DATA PROVIDED:

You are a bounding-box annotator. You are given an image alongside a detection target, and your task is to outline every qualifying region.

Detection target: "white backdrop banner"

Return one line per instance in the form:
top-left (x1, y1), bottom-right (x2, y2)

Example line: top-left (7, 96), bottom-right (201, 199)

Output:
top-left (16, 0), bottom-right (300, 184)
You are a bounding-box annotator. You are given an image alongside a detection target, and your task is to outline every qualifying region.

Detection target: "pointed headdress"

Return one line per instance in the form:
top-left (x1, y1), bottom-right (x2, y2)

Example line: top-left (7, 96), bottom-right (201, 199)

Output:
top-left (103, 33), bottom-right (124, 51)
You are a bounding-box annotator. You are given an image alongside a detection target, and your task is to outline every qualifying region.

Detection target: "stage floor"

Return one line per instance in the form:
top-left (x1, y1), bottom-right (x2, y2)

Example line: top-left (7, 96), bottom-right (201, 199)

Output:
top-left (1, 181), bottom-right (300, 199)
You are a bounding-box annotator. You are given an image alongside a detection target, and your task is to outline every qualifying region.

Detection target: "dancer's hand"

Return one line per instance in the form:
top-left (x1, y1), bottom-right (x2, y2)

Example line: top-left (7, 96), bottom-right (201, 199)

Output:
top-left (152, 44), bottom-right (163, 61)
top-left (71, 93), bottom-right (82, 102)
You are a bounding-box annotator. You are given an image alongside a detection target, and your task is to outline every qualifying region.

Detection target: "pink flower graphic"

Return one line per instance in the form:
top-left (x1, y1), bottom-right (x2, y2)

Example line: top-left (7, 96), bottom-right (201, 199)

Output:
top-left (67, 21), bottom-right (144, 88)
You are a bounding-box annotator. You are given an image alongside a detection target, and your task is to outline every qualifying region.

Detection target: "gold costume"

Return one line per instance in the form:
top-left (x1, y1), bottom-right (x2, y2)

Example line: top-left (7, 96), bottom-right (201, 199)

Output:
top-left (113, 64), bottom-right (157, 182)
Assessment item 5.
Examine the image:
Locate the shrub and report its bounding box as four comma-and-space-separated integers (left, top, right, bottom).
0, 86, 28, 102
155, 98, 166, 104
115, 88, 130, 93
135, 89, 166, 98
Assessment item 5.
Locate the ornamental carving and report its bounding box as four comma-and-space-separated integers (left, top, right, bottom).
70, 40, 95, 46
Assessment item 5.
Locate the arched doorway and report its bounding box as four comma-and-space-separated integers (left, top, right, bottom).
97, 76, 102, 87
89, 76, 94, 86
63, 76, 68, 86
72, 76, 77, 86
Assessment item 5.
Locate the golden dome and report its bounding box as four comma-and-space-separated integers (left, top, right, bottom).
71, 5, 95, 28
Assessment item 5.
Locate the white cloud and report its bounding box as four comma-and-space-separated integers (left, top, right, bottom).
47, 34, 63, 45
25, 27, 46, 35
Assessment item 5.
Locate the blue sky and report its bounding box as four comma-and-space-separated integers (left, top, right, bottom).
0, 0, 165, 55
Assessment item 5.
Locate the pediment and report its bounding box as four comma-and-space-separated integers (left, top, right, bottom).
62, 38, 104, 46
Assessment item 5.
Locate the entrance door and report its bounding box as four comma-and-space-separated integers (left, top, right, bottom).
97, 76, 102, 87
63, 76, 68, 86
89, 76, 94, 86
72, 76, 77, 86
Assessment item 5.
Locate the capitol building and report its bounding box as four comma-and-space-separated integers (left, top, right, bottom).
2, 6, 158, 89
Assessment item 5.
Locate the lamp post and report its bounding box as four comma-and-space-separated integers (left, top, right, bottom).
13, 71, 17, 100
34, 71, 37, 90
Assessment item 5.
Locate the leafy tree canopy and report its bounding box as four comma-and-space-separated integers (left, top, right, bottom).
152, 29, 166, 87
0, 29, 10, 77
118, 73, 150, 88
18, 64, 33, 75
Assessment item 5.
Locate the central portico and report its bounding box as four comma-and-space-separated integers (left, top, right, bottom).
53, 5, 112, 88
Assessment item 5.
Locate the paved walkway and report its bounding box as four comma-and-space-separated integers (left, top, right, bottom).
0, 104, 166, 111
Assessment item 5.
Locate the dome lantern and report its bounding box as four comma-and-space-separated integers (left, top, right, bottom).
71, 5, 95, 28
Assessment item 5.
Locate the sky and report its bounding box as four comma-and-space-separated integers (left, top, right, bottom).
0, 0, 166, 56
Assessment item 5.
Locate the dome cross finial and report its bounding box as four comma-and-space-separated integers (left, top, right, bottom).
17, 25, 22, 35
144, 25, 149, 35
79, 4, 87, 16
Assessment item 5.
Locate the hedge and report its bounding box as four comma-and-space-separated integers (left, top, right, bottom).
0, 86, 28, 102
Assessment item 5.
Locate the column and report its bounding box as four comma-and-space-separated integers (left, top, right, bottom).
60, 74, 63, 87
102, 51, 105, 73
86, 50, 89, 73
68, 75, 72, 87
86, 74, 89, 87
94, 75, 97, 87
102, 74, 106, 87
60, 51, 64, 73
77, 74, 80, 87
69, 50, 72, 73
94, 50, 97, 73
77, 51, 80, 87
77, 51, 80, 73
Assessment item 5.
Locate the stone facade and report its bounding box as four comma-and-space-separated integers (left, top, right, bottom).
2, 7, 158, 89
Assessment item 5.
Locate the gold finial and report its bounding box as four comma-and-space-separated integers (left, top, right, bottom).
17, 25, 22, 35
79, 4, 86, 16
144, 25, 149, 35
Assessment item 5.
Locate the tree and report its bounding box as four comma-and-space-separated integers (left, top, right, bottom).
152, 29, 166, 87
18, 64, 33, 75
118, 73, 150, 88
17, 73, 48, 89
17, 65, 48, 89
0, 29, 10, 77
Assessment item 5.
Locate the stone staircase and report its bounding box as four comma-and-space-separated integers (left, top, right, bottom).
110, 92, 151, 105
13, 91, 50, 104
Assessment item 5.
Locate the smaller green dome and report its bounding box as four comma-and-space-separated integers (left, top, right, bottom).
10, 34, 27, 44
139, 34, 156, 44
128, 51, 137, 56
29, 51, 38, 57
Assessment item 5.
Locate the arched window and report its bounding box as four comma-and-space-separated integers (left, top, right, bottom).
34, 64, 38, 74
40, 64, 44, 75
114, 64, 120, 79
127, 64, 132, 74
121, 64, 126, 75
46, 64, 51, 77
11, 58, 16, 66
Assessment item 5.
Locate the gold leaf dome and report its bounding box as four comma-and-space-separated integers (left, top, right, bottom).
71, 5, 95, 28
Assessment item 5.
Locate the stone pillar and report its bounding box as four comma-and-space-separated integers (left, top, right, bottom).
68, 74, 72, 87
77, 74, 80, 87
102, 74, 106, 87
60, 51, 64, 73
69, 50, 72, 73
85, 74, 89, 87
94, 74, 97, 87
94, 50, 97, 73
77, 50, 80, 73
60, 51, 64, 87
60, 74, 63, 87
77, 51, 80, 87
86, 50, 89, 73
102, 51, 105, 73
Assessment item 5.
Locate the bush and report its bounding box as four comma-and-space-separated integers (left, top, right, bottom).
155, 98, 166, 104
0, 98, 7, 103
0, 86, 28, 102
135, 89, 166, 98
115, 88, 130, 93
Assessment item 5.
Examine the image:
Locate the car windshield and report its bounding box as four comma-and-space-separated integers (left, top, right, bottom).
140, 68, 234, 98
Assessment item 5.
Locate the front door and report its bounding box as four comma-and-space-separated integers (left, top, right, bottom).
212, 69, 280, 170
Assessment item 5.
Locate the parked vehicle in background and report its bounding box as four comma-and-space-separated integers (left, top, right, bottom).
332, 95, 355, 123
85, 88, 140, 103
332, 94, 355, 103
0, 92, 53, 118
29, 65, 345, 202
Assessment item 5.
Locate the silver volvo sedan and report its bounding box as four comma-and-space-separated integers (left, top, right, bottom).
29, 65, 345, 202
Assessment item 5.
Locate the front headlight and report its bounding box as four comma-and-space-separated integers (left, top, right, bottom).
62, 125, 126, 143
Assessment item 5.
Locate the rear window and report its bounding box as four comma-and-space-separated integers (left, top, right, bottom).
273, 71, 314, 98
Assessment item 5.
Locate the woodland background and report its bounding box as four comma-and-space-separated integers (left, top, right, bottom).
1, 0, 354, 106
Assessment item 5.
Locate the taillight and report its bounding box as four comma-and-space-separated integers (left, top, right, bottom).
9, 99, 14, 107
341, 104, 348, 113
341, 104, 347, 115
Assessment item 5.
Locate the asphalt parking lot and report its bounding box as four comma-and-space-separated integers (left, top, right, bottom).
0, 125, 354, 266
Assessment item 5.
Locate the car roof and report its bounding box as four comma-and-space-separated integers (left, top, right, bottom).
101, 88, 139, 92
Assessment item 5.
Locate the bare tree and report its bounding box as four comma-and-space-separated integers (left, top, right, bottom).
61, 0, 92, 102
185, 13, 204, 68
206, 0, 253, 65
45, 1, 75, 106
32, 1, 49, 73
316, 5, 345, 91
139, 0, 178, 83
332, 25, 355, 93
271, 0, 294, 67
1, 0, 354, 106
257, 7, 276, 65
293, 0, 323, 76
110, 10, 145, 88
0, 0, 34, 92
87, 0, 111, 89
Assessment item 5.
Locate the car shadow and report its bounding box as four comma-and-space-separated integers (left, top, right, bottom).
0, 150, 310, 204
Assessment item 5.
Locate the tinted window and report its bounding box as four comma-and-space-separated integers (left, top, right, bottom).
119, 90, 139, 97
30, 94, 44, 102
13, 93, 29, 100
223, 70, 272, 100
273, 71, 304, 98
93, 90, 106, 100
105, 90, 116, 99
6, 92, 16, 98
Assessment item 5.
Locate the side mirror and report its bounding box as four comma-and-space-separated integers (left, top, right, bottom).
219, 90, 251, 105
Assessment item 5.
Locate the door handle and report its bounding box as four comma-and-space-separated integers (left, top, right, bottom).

AIM OF THE TASK: When the line containing "Locate the tinted" is found in the records above, restate it and every later line word for word through the last one, and nothing more.

REPLY TO THE TASK:
Locate the tinted window and report its bounding box as four comma-and-space-separated integers (left, top, right, bottom).
119, 90, 139, 97
30, 94, 44, 102
13, 93, 29, 100
223, 70, 272, 100
273, 71, 304, 98
93, 90, 106, 100
105, 90, 116, 99
6, 92, 16, 98
Assessment item 5.
Locate the side mirror and report its bounding box as four comma-and-space-separated integers (left, top, right, bottom).
219, 90, 251, 105
Assessment item 5.
Locate the door handle and report its bounding box as four comma-and-space-separated integers (left, top, right, bottom).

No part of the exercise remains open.